Reprint all entries without any alteration.
*** Opening Entries supplied ***
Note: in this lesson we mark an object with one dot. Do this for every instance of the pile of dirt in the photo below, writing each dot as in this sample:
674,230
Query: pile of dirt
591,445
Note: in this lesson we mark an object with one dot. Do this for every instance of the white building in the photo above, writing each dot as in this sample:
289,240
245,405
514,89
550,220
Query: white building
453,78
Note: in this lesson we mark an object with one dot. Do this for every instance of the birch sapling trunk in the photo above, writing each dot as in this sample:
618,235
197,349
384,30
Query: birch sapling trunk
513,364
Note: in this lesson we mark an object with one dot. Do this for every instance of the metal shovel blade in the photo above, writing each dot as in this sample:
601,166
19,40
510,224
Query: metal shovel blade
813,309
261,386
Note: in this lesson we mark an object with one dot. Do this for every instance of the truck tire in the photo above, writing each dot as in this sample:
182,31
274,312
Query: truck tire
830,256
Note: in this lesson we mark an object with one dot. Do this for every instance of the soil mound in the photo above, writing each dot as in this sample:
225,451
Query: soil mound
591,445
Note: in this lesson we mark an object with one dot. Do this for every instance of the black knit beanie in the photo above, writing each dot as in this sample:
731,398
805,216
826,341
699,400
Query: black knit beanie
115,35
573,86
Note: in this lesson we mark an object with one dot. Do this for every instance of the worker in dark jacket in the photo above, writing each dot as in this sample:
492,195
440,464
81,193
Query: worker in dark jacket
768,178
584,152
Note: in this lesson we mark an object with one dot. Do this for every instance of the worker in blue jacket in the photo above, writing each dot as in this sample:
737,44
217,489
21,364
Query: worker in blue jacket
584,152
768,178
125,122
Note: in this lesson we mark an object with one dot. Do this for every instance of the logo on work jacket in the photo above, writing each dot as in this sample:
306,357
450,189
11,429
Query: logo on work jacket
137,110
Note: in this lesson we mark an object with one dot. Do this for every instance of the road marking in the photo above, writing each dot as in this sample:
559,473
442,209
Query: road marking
*** Closing Entries supplied ***
**Exercise answer:**
Note: in this lesson we mark an object with one dot. Do this for every instance of the pile of dirt in the photo below, writing each dot as in this sample:
674,230
Query: pile of dirt
591,445
Note: in this lesson we mark an object with one dot. Do this for every instance of the white building in the photo above, writing each dot as in this sample:
289,240
245,405
514,89
550,220
Query: white building
453,78
Note: in this lesson we mark an object with one dot. Do this for every instance of the birch sapling trunk in the photo above, writing each dot as in this sample:
618,235
197,349
384,30
Query: birch sapling trunk
513,364
Note: in this lesson we mark an object with one dot. Do this for every instance of the metal shovel blade in the photo above, writing each dot as in this sample:
601,166
19,40
510,224
Query: metal shovel blade
813,309
261,386
Note: in this lesson we mark an object with one dot. Do this for every instance of the truck tire in the photo above, writing each dot as in this sample:
182,31
274,312
Query: truck tire
830,256
Note: in this lesson we mark an object with one dot. Do this for every instance of the soil mound in the photo above, writing each dot as in this sample:
225,451
Query: soil mound
591,445
Note: in this lesson we mark an object with one dot. Do this for every instance of the black knit beanie in the photo above, writing each dot as in this sample:
731,398
805,216
826,341
699,400
Query: black knit beanie
115,35
573,86
Note: in this lesson we mark an object with one dot. Do this for every instance of the worker in dark jacket in the photo above, writing each dot as in this sample:
492,195
440,464
81,193
Query: worker in dark jacket
768,178
584,152
Note: in this lesson we mark an object with one dot. Do this for every instance of the worker in blue jacket in the photo above, writing each dot as in this sample:
737,44
217,489
21,364
Query: worker in blue jacket
584,152
768,178
125,122
Note: in this lesson we mark an object with one dot. Do this for every instance of the logo on work jacket in the photo above, writing each dot as in this sample:
306,357
450,189
11,429
Query: logo on work jacket
137,110
Note: in this lesson we mark an object with one dot. Do this for every instance of the road marking in the photo above, writing each dot as in this sample:
559,473
442,209
Query: road marking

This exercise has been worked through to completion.